What the task requires>
Reproduce every line of the records below word for word, leaving out the pictures.
——
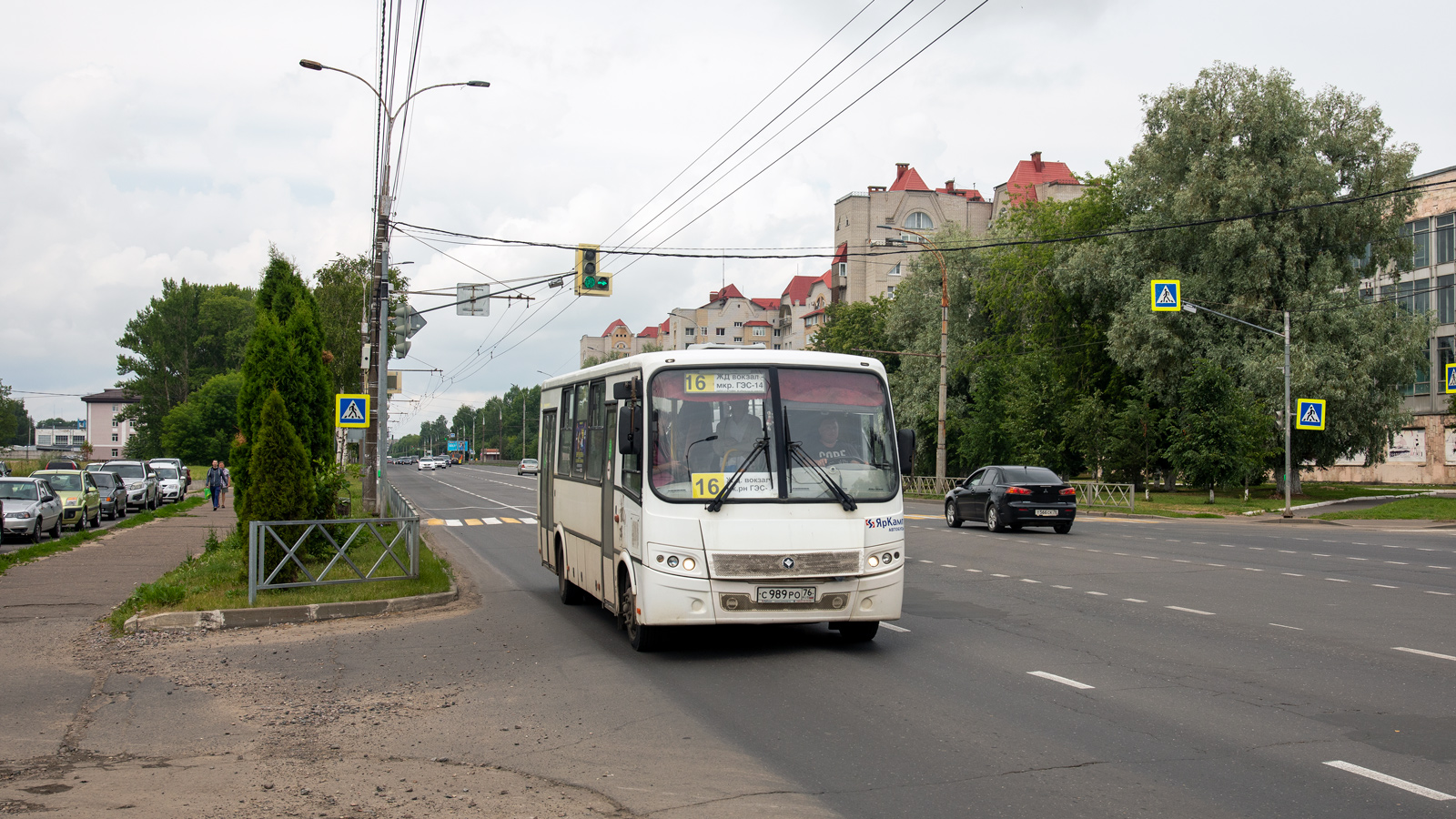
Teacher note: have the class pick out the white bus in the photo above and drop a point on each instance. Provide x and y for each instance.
(725, 486)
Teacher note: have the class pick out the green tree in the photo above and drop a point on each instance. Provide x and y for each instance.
(181, 339)
(284, 484)
(1216, 430)
(201, 429)
(1239, 142)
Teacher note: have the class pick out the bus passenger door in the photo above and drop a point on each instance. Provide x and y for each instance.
(545, 486)
(609, 513)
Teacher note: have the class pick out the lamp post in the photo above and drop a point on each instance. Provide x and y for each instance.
(945, 325)
(379, 350)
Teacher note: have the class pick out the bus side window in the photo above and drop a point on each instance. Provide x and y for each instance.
(564, 433)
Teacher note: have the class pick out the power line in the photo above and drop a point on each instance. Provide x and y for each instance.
(1014, 242)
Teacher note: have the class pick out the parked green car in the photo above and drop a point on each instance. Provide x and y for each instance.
(80, 499)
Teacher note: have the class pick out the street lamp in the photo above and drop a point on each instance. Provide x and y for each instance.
(378, 347)
(945, 324)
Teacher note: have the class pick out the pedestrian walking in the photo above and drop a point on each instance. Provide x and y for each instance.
(215, 484)
(228, 481)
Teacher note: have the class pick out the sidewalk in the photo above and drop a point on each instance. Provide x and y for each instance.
(46, 605)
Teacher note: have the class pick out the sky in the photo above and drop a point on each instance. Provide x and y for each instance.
(152, 140)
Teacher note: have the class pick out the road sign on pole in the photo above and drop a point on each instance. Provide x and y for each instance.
(351, 411)
(1167, 295)
(1310, 414)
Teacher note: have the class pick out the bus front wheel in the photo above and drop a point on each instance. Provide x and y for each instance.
(858, 632)
(570, 592)
(641, 637)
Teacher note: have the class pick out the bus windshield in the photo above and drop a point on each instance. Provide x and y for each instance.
(708, 421)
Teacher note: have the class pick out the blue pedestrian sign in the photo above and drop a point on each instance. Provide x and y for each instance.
(1167, 295)
(351, 411)
(1310, 414)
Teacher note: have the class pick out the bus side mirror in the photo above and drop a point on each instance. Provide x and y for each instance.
(628, 440)
(628, 390)
(905, 442)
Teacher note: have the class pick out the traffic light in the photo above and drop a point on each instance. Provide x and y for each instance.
(399, 329)
(590, 281)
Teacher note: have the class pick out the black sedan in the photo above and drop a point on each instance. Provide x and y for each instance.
(1012, 497)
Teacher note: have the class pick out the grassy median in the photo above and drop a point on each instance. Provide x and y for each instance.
(75, 540)
(1404, 509)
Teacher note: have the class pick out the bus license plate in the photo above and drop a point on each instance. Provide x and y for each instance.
(786, 593)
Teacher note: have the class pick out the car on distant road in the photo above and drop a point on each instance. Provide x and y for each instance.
(113, 494)
(142, 482)
(169, 482)
(80, 501)
(1012, 497)
(31, 508)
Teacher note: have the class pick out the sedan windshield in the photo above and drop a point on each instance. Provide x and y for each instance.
(16, 490)
(65, 482)
(711, 423)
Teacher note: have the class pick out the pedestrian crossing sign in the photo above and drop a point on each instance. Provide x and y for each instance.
(1167, 295)
(1310, 414)
(351, 411)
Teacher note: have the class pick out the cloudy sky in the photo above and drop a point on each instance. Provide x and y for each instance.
(150, 140)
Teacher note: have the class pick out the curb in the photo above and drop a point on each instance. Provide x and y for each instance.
(274, 615)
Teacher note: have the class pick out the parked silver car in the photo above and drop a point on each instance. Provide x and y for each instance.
(31, 508)
(142, 482)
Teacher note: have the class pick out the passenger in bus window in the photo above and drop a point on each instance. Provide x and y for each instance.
(830, 448)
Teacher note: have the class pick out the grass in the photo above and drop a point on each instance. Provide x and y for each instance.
(72, 541)
(217, 579)
(1405, 509)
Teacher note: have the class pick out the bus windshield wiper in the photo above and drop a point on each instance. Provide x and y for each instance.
(797, 450)
(762, 445)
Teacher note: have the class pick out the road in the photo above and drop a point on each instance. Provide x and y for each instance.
(1128, 668)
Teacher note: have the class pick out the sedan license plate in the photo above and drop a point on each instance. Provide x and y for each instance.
(786, 593)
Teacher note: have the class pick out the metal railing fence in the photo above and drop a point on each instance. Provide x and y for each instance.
(1094, 493)
(276, 557)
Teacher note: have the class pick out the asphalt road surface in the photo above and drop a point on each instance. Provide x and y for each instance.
(1130, 668)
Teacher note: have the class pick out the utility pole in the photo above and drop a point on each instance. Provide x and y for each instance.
(378, 375)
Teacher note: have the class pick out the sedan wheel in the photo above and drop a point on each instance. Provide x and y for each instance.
(994, 519)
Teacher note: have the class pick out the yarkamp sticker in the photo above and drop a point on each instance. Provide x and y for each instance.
(885, 523)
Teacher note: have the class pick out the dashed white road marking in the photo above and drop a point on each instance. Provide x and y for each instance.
(1390, 780)
(1190, 611)
(1424, 653)
(1062, 680)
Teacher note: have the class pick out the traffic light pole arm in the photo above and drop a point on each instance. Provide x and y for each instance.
(1289, 435)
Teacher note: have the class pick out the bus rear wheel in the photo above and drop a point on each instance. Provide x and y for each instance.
(570, 592)
(641, 637)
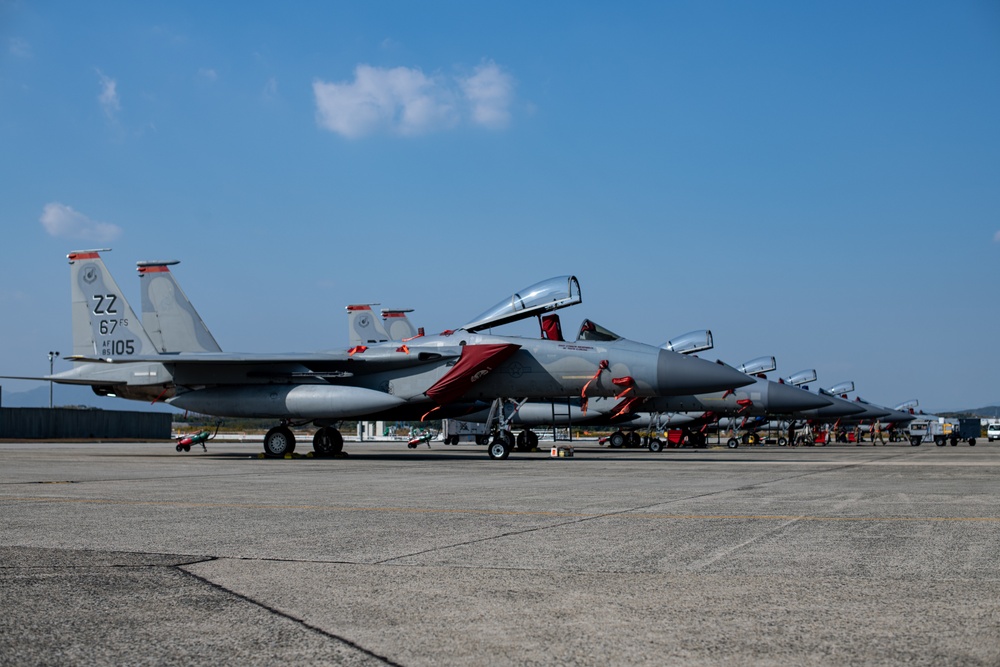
——
Reply to the task>
Teacher note: have the class pick out the white bus in the photo above and drop a point on each instance. Provide x and y for each instance.
(725, 486)
Teacher note: have the class pick out the green tree in the photo above and drop a point on each instance. Provide x and y for each instance.
(181, 339)
(284, 484)
(1216, 430)
(201, 429)
(1239, 142)
Teacher note: have the class pick out the bus passenger door in the photo above and drop a point on each instance. Provide x and y for each instance.
(545, 486)
(609, 513)
Teacher note: have the class pick out the lamp post in the photo above and drop a point on each instance. Provide x and y for each instance.
(945, 325)
(379, 350)
Teacher note: have the class pick out the bus side window in the photo above and drop a point on each instance. Provide x and y for each instance.
(564, 433)
Teacher note: have the class pick out the power line in the photo above and drop a point on each instance. Provide x and y for each instance.
(1014, 242)
Teacher note: have the class pick out the parked green car in the photo above and drop a point on each instance. Provide x and y for each instance.
(80, 499)
Teacher note: have the class pick out the street lamp in the photo above and drop a point on each instance. Provide x and y for each instance.
(378, 347)
(945, 324)
Teacher note: have the class pick out the pedestrian walking in the photo above and drop a point on each instance. Provide x and y for each instance.
(215, 484)
(228, 481)
Teacher note: have the class pick out the sidewalk in the photo above and drop a point on each instance. Provide x and y for each instance.
(46, 605)
Teacher note: have the class pick out the sky in the photo above and drop a point on each instance. Provide x and y for each instance.
(152, 140)
Teacher note: have the class pick out the road sign on pole in the photo above and drop a point on each instance. Provide x and y for each instance.
(351, 411)
(1167, 295)
(1310, 414)
Teacher note: have the class pick out the bus front wheel in the photo above and drop a point on each instance. Provide x and y for each instance.
(858, 632)
(570, 592)
(641, 637)
Teacher note: have the class pick out the bus windshield in the photo above and drop a point on each instance. Provide x and y for each instance.
(708, 421)
Teacher note: have the class pick out the blue pedestrian sign in the photo above and drop a point on each instance. Provide x and y for each instance.
(1167, 295)
(351, 411)
(1310, 414)
Teacher note: have the class pick out the bus side mirror in the photo above and drop a point on each instance. Provide x and y for each instance.
(628, 440)
(628, 390)
(905, 442)
Teacher note: have the class pick out the traffic light in the photo above and drop a point on each instance. Provide x and y for each instance.
(399, 329)
(590, 281)
Teacher note: have the class pick out the black sedan in the photo above and drop a point on each instance. Provide x and y for each instance.
(1012, 497)
Teacher note: have the class pick out the grassy median in the photo above and drop a point on each instance. Provide x and y for each instance.
(75, 540)
(1404, 509)
Teacher note: have the class pick out the bus license plate in the photo above and drop a point on each instance. Provide x and y for each instance.
(786, 593)
Teacher note: have the class pick out the car on distant road in the photo above and drop a point on each instance. Provide x and y for each instance.
(113, 494)
(142, 482)
(169, 482)
(80, 501)
(1012, 497)
(31, 508)
Teacher note: have the class pick out the sedan windshield in the photo above and drop a point on each instance. Provide x and y for each instance.
(16, 490)
(65, 482)
(711, 423)
Teacher note: have the class pick out the pedestrian crossing sign in the photo above and drop a point on each instance. Provide x and y for each instance.
(1167, 295)
(1310, 414)
(351, 411)
Teacher note: have the class pick out the cloudy sky in the photo above and drop a point on each instance. Provide x and y for each instance.
(150, 140)
Teacher note: have the class pick out the curb in the photo above and drop a point on each instance. Provide x and y for each instance.
(274, 615)
Teacher note: have the class pick out the parked silver car in the photo above and drop a point on each instance. Provide x and y for each instance.
(31, 508)
(142, 482)
Teacher note: have the class pick out the passenger in bus window in the photo above and drop a point on each instance. Provide x and y for each instance.
(830, 448)
Teacher note: have the class pick out the grass in the photo above and drop a point on each instance. Provide x and y for each instance.
(72, 541)
(217, 579)
(1405, 509)
Teacher note: have the class pick out the bus windshield wiper in the photo above and drop a point on each instance. Provide x and y for each instance.
(797, 450)
(762, 445)
Teacher note: have the class pick out the road in the photo above and drop a point on each instance. Provide x and y for each instance.
(1128, 668)
Teacher note: have the class pick out the sedan license plate in the photo above and drop a point on each instance. Provide x and y for each instance.
(786, 593)
Teacher note: have the class pick out the metal railing fence in the photo above and drop a point on each instance. Provide x and y for each instance.
(1094, 493)
(276, 557)
Teacher note: have the class pick out the asphalt road surface in the photo above and drop a point on each instance. Provide x and y for each instance.
(1130, 668)
Teacher note: have the class pick out the utility pole in the photo above and drop a point on each instance. Provide x and y for each instance.
(378, 375)
Teacher note: have the class pick out the sedan wheel in the photo above and drop a point on each instance. Provide x and y for each instance.
(994, 519)
Teacher note: have the class pick out the yarkamp sticker in the photo above and drop a point on each instance. Provide x and y for each instance.
(885, 523)
Teacher note: have the class pick out the dashed white road marking in the photo above and drop a point on each instance. Provide x and y for each instance.
(1390, 780)
(1190, 611)
(1424, 653)
(1062, 680)
Teacher note: have the class pick out the traffic light pole arm in the photo above and drop a point on each instance. Provide x and y for each instance.
(1289, 435)
Teacher note: have the class pick out the bus rear wheel in the photo above and drop a point on each instance. Provide x and y for each instance.
(570, 592)
(641, 637)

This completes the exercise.